## DATA FOR THE TASK

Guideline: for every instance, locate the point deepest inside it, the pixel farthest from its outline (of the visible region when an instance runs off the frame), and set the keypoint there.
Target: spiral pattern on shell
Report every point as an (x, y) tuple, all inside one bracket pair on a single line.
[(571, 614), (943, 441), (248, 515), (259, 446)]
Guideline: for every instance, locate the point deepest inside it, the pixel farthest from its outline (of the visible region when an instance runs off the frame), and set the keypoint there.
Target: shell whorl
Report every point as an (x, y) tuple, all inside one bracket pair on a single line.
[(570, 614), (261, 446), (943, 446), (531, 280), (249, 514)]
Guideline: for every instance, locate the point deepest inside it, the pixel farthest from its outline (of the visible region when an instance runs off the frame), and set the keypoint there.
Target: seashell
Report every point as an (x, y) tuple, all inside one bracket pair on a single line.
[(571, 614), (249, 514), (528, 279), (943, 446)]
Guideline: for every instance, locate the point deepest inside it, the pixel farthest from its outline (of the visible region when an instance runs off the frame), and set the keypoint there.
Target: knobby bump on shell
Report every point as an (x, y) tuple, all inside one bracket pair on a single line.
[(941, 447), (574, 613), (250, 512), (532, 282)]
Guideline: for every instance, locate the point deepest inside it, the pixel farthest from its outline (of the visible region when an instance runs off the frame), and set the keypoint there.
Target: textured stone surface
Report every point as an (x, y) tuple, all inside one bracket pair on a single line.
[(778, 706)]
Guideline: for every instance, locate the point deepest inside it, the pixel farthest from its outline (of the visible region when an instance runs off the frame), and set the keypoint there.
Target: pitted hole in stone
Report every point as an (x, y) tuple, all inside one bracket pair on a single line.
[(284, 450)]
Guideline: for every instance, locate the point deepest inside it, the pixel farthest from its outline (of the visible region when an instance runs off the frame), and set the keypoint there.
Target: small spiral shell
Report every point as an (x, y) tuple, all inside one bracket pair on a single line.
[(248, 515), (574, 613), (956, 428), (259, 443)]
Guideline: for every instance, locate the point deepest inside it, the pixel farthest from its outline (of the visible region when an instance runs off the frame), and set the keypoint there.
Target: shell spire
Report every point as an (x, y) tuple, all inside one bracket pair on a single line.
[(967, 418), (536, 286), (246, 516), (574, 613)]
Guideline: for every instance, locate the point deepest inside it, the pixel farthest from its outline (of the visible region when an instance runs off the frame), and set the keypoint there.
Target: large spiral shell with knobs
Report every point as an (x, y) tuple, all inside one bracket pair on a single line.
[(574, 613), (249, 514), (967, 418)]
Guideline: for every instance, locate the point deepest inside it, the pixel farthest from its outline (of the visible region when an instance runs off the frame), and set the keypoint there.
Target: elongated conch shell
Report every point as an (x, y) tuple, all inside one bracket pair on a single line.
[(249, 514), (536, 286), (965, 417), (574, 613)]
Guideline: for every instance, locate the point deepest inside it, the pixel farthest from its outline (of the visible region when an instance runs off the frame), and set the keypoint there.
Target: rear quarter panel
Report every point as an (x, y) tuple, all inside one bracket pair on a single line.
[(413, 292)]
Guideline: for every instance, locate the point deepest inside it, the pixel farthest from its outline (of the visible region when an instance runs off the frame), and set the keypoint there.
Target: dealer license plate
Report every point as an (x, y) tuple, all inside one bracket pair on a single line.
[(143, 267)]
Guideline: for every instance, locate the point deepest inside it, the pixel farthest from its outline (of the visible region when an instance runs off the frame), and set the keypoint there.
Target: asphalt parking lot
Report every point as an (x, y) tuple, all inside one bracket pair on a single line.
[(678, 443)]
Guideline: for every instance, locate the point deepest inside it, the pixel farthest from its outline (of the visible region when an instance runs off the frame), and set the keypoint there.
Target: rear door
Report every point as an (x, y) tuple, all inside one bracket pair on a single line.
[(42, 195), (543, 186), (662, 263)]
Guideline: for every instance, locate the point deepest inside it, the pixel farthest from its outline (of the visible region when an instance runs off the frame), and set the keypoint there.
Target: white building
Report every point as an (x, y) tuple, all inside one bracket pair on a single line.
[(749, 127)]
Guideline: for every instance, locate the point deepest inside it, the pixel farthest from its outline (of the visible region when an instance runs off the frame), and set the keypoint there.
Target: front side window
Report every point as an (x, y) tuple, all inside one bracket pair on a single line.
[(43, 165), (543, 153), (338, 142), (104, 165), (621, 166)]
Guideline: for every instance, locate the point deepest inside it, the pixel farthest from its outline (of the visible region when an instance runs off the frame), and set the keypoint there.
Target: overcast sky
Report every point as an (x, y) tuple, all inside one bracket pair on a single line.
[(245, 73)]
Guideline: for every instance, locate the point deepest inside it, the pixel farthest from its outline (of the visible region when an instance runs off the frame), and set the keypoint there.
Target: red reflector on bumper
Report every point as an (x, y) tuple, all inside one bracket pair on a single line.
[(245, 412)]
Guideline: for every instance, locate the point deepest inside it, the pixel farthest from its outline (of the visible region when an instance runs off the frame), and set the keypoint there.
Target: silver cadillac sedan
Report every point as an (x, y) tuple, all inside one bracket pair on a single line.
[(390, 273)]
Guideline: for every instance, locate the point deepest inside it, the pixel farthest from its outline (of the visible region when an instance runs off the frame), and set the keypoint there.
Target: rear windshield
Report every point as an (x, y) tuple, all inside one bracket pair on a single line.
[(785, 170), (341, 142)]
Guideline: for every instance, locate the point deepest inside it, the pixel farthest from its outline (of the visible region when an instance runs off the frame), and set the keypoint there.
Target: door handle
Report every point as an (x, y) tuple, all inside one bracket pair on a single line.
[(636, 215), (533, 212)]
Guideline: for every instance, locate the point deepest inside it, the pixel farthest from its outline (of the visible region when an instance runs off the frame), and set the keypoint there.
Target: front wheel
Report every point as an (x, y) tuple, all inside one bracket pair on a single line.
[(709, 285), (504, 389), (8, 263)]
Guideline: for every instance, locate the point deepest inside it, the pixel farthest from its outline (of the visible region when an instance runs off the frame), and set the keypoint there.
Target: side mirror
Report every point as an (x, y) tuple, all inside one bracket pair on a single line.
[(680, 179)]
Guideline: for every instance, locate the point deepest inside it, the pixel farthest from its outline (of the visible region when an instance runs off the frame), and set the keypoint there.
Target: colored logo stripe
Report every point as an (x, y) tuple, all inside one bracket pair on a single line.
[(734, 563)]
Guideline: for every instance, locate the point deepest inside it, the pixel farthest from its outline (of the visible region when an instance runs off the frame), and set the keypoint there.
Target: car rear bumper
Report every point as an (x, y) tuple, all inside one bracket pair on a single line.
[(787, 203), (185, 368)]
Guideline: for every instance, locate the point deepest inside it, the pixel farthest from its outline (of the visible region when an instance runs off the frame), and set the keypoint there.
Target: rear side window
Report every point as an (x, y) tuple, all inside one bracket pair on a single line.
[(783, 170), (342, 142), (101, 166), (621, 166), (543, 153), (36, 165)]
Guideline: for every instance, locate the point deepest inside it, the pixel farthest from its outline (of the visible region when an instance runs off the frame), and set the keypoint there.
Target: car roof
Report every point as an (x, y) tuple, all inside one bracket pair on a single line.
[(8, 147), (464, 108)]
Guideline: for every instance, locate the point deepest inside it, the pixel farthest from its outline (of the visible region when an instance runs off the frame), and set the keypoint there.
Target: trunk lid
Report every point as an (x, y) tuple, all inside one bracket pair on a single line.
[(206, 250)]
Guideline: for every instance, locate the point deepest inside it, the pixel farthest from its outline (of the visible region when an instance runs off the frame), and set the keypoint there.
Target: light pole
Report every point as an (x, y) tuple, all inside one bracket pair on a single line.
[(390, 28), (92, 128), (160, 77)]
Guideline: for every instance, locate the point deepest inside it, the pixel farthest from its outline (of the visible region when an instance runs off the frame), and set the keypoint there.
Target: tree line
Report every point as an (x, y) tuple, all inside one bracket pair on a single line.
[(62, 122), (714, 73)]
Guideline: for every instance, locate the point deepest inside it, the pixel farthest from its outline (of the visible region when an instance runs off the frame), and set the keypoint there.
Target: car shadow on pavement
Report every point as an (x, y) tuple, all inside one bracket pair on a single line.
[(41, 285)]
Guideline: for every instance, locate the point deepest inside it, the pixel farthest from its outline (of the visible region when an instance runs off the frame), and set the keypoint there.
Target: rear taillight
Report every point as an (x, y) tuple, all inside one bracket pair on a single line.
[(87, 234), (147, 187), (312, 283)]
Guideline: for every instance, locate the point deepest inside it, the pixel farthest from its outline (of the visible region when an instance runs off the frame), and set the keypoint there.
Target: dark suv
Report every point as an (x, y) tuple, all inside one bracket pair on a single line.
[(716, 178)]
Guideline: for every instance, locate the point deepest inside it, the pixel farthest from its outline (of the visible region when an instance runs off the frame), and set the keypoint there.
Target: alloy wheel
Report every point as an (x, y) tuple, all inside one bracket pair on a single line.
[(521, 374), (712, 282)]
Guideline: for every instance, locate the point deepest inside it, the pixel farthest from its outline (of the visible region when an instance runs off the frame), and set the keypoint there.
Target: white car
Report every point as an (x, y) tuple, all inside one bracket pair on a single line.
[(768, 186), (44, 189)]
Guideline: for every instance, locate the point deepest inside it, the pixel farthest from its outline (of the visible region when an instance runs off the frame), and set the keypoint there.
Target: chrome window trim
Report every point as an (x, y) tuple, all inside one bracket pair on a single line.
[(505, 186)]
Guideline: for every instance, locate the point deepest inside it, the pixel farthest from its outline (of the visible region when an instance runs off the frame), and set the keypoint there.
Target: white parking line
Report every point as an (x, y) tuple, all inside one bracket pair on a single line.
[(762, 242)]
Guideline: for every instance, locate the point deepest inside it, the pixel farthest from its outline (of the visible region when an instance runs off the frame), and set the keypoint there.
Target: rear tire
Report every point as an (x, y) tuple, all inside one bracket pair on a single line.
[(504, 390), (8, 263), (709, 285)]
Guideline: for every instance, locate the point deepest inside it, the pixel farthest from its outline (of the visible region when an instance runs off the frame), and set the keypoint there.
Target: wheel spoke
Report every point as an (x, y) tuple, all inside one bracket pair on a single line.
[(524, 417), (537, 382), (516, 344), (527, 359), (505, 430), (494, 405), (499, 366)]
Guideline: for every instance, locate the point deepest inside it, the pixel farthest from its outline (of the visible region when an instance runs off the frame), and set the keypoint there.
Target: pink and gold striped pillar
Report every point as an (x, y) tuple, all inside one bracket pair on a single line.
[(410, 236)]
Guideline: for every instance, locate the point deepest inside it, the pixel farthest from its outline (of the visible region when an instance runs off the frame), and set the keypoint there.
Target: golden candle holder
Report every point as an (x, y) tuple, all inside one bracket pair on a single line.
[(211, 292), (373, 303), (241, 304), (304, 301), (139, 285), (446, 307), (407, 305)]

## YOUR GOAL
In the data above, copy every line where the string "wheel" appears.

## YOUR SOLUTION
Target: front wheel
Target: alloy wheel
Target: wheel spoke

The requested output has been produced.